* Assignment
In the listing below, locate the lines that hold the string "wheel". Copy those lines.
◆ ◆ ◆ ◆
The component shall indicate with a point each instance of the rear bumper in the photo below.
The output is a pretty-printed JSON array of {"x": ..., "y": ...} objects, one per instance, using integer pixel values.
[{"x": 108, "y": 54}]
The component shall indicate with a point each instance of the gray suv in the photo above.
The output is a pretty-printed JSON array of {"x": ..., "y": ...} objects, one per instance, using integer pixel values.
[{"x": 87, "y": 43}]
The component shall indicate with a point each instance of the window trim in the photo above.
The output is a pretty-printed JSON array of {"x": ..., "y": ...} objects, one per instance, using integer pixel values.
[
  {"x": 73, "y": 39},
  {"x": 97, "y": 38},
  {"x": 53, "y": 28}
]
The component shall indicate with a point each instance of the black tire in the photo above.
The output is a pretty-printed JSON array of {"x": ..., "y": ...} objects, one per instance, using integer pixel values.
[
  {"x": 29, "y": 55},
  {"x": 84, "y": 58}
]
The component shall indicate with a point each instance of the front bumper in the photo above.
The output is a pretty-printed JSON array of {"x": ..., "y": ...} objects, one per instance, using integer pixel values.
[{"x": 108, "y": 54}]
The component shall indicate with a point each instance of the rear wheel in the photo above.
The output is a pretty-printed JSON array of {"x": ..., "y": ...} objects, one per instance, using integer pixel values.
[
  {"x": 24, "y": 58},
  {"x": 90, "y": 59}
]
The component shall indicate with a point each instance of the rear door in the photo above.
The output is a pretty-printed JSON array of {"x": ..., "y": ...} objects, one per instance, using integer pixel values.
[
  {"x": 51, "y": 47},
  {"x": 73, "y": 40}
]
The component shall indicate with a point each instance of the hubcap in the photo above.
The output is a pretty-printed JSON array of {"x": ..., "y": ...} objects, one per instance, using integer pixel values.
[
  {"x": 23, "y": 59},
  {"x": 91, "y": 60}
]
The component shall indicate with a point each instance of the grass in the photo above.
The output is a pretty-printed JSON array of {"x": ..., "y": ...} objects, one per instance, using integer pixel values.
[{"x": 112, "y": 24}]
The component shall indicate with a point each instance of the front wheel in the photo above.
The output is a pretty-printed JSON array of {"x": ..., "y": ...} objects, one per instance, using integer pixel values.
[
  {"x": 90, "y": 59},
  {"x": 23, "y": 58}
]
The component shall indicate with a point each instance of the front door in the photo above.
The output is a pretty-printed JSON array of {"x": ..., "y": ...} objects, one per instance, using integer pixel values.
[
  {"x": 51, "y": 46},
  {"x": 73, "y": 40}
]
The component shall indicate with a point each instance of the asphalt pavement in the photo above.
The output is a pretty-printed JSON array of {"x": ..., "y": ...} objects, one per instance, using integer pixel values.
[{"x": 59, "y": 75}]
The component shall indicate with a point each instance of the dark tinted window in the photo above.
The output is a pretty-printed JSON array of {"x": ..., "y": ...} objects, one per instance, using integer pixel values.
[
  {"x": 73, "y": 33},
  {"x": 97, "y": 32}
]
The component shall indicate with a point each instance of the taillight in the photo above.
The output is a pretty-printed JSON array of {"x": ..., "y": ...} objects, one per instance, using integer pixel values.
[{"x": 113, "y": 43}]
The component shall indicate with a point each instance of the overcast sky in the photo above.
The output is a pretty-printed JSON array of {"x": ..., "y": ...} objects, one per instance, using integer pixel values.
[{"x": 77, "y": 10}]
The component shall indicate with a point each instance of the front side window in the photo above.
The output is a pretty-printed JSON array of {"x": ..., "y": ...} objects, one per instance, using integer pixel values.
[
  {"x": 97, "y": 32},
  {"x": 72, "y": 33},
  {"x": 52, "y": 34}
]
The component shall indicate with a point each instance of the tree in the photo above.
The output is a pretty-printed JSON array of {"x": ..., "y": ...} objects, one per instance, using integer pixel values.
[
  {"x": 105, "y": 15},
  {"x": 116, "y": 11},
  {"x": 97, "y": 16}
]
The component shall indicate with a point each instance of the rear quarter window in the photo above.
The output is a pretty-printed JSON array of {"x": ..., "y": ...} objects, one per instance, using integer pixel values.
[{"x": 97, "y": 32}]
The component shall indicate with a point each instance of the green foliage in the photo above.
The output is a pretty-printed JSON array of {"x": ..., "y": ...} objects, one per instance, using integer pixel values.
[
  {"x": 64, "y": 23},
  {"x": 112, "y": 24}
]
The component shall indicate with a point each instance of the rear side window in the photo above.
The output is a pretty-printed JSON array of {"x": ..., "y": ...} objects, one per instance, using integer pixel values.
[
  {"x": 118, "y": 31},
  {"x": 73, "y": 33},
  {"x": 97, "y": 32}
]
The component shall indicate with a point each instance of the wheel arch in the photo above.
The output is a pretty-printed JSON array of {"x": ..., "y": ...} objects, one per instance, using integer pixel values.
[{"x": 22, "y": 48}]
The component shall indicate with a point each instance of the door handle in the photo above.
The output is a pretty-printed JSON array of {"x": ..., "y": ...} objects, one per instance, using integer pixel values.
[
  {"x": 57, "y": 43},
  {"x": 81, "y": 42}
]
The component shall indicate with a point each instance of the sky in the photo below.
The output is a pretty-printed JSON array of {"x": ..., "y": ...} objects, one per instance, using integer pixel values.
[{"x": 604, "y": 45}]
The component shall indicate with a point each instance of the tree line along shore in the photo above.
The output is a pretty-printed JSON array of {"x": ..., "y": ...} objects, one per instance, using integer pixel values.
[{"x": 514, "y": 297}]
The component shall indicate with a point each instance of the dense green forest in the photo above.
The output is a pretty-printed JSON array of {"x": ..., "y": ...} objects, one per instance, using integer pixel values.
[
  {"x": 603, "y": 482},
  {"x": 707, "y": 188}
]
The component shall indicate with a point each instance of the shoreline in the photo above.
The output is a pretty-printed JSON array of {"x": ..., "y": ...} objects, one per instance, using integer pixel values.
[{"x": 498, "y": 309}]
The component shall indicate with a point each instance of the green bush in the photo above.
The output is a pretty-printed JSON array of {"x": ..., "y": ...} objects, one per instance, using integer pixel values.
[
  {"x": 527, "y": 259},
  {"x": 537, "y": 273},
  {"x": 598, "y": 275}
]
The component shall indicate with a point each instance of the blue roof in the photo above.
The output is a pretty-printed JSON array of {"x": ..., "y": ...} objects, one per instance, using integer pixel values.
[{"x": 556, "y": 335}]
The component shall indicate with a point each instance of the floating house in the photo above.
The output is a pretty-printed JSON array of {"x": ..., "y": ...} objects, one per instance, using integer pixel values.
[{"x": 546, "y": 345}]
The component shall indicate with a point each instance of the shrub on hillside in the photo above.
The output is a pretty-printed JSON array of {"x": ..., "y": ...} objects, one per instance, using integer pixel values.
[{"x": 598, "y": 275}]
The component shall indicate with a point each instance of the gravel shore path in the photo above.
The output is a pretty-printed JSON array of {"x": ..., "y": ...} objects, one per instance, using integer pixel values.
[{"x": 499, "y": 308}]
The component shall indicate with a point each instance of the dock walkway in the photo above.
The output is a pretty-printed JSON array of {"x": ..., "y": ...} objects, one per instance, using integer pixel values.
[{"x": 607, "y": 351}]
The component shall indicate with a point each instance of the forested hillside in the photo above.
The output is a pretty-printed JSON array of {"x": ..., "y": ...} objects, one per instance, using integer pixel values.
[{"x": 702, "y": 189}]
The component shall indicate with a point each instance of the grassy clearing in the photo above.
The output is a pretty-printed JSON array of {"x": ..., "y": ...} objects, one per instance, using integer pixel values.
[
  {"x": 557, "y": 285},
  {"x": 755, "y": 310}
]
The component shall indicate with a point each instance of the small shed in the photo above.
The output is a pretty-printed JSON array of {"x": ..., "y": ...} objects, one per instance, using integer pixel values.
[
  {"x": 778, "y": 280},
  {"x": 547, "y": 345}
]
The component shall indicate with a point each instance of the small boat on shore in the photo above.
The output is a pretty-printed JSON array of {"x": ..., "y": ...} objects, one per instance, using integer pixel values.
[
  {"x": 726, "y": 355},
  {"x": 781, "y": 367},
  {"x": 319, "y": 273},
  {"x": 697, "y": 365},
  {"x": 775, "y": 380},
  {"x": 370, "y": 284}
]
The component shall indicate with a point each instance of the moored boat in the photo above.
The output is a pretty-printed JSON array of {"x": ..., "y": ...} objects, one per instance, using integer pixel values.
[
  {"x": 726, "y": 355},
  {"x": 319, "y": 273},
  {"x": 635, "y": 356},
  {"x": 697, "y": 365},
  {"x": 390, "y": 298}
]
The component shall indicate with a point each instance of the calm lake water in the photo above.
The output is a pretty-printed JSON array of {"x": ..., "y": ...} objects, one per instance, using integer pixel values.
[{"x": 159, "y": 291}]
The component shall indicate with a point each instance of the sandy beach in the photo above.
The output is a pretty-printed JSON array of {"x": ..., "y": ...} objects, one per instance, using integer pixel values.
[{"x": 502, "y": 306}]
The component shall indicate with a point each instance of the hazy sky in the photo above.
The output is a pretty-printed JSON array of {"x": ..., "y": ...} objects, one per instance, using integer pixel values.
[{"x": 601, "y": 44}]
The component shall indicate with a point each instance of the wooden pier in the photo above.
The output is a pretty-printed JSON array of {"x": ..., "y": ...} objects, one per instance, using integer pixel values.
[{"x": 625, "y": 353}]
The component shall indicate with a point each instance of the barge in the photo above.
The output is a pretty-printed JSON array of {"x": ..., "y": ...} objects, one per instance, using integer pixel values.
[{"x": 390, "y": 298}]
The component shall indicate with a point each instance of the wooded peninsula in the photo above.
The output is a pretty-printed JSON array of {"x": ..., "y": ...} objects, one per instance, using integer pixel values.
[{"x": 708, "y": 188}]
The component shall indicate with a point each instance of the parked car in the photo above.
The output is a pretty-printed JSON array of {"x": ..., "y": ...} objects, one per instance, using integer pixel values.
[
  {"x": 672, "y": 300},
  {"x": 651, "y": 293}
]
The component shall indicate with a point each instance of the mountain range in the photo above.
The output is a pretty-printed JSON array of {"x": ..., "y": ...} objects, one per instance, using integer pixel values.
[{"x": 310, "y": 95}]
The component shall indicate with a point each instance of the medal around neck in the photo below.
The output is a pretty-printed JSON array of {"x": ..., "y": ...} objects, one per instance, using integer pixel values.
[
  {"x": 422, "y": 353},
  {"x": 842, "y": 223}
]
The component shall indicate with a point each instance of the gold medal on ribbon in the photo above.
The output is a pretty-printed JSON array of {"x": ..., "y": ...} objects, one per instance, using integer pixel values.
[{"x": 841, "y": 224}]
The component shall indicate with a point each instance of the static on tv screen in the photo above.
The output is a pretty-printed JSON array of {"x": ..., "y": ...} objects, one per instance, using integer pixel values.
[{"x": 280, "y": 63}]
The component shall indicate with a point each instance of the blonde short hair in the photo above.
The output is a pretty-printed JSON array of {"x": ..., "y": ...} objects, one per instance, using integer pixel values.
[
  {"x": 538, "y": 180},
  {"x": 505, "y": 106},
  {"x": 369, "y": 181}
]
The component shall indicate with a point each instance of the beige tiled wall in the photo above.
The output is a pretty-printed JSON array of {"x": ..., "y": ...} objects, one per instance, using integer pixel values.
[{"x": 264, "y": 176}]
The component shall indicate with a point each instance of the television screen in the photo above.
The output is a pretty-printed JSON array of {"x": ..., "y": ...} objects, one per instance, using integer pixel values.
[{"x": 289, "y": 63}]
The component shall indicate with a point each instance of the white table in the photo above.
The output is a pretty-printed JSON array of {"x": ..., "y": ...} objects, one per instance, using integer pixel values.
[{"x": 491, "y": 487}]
◆ ◆ ◆ ◆
* Answer to the problem
The component shall indicate with a point each instance of the rear wheel in the photo above.
The component shall indicate with a point each instance of the front wheel in the photo above.
The component shall indicate with a point each instance of the wheel arch in the photo above.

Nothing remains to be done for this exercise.